» Stated problem: Rescale the listing from the line with "gorse flower is." up to and including the line with "851,312 -> 1270,456", and write out only those lines, requests included. Multiply every bounding-box coordinate in the answers by 2.35 and round to whole numbers, with halves rounded up. Leave the requests and their sample coordinates unchanged.

» Given records:
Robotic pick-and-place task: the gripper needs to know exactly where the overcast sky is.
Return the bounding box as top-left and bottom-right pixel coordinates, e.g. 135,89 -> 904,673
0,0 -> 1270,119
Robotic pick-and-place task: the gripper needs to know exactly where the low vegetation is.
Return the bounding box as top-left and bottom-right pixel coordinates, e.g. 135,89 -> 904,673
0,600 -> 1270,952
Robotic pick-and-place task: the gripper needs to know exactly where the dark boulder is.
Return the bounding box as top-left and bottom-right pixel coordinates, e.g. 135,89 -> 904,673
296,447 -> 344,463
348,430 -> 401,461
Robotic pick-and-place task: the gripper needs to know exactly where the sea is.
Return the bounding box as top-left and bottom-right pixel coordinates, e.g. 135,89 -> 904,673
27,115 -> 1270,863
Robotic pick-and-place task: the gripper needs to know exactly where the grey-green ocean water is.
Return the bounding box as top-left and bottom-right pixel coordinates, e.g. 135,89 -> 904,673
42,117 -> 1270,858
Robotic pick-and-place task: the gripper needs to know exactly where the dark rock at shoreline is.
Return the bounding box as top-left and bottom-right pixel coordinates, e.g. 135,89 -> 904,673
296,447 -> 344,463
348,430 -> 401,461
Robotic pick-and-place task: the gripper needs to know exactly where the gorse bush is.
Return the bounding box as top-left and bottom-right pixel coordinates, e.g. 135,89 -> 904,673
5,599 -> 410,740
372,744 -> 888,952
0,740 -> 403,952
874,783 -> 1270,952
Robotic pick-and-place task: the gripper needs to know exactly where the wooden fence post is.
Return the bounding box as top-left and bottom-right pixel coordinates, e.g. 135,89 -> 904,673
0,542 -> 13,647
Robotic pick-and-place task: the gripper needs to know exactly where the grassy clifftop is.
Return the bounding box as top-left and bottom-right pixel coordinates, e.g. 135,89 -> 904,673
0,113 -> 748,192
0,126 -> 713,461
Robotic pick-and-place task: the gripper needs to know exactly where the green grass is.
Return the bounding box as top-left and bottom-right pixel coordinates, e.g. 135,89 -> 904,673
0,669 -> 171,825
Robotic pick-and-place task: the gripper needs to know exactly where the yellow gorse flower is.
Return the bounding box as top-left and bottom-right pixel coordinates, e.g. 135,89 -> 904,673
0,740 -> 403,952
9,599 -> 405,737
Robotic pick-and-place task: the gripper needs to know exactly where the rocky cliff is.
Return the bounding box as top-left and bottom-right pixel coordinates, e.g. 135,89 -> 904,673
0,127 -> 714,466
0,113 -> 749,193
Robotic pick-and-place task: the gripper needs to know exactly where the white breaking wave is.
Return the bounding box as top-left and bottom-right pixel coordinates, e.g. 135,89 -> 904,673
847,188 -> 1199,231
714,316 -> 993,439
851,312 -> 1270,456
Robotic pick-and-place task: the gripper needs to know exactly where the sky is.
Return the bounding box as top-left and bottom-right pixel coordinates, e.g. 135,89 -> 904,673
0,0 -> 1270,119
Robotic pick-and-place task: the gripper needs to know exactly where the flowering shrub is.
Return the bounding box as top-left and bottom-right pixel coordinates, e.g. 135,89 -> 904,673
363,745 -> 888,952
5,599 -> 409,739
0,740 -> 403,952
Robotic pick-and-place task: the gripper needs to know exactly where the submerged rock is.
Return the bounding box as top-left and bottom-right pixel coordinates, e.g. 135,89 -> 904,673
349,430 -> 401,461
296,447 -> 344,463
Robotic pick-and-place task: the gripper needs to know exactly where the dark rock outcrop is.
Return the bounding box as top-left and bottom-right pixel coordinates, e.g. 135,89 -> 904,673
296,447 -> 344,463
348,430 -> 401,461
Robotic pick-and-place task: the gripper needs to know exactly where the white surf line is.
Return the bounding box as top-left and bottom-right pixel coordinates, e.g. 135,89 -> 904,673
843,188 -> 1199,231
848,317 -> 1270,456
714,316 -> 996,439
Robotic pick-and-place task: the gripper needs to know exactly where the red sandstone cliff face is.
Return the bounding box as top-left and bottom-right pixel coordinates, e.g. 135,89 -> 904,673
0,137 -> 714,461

» The solution:
Robotic pick-and-place task: the gripper needs to know exactly where the yellow gorse flower is.
Return the bounding box as top-left and bottom-right pixel coordinates, e.g. 135,89 -> 904,673
0,1739 -> 947,2237
21,1408 -> 952,1732
Robotic pick-and-place task: the gripper needs to know exactly where the rocky cliff is.
Return the bounding box as top-left and bottom-right pixel coordinates, e.g. 135,89 -> 904,673
0,298 -> 1678,1095
0,266 -> 1760,454
Robotic pick-and-place task: the gripper needs to know exactly where the white breaking wave is.
Return the bounding box as top-left and bottom-right pixel coordinates, e.g. 135,89 -> 904,673
1990,442 -> 2818,543
1678,743 -> 2334,1032
2000,733 -> 2985,1072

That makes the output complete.